Reproduce the entries in full. Exclude all images from the copy.

## Provided records

☆ ☆ ☆ ☆

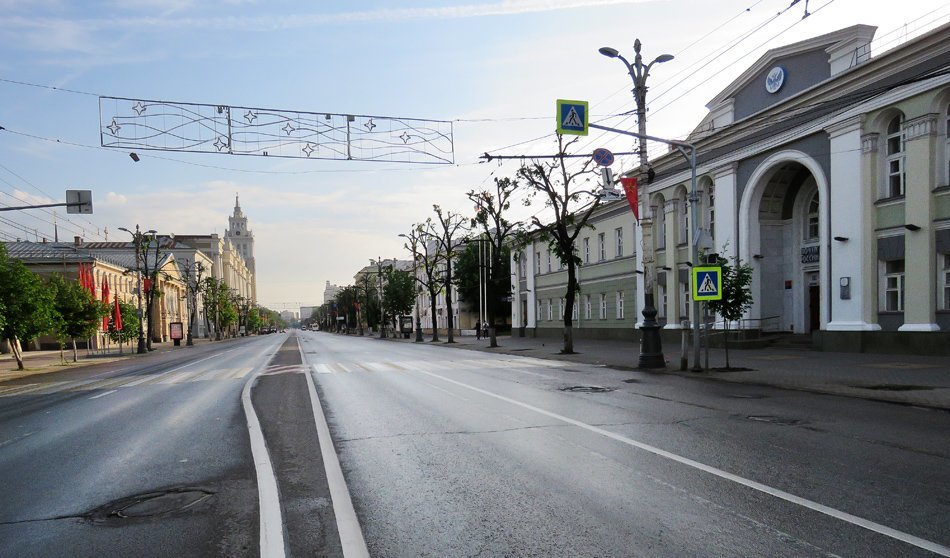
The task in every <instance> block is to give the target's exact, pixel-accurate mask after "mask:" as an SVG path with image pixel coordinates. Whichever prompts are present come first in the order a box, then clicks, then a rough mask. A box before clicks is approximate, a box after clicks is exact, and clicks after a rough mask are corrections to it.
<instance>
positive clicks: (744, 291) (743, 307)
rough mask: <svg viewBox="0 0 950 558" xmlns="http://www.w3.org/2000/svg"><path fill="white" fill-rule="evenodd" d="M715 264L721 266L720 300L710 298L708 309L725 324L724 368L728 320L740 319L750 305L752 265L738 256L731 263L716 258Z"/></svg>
mask: <svg viewBox="0 0 950 558" xmlns="http://www.w3.org/2000/svg"><path fill="white" fill-rule="evenodd" d="M716 265H718V266H720V267H721V268H722V279H721V281H722V285H720V286H719V288H720V289H721V290H722V300H710V301H709V302H708V303H707V304H708V305H709V309H710V310H712V311H713V312H716V313H717V314H719V315H720V316H722V318H723V320H724V321H725V324H726V341H725V347H726V369H727V370H728V369H730V368H732V367H731V366H730V364H729V322H732V321H736V320H741V319H742V315H743V314H745V312H746V310H748V309H749V308H750V307H751V306H752V266H751V265H749V264H744V263H742V260H740V259H739V258H738V257H736V258H734V259H733V263H732V265H730V264H729V262H728V260H725V259H723V258H718V261H717V263H716Z"/></svg>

☆ ☆ ☆ ☆

## Solution for this exercise
The task in every <instance> block is to give the target's exact, pixel-accurate mask after "mask:" as an SVG path with image pixel coordinates. Whichever prompts are present come first in the order a box, then clicks, then a rough mask. A box before clicks is approximate, a box after clicks is exact, and clicks after a rough mask are corrections to it.
<instance>
positive clicks: (744, 291) (743, 307)
rough mask: <svg viewBox="0 0 950 558" xmlns="http://www.w3.org/2000/svg"><path fill="white" fill-rule="evenodd" d="M715 264L721 266L720 300L710 298L708 309L725 324L724 368L728 320L740 319L750 305L752 265L738 256L731 263L716 258Z"/></svg>
mask: <svg viewBox="0 0 950 558" xmlns="http://www.w3.org/2000/svg"><path fill="white" fill-rule="evenodd" d="M716 265H718V266H720V267H721V268H722V279H721V281H722V285H720V286H719V288H720V289H721V290H722V300H710V301H709V302H708V303H707V304H708V305H709V309H710V310H712V311H713V312H716V313H717V314H719V315H720V316H722V318H723V320H724V321H725V324H726V341H725V347H726V369H727V370H728V369H730V368H732V367H731V366H730V364H729V322H732V321H736V320H741V319H742V315H743V314H745V312H746V310H748V309H749V308H750V307H751V306H752V266H751V265H749V264H744V263H742V260H740V259H739V258H738V257H736V258H734V259H733V263H732V265H730V264H729V262H728V260H725V259H723V258H718V261H717V263H716Z"/></svg>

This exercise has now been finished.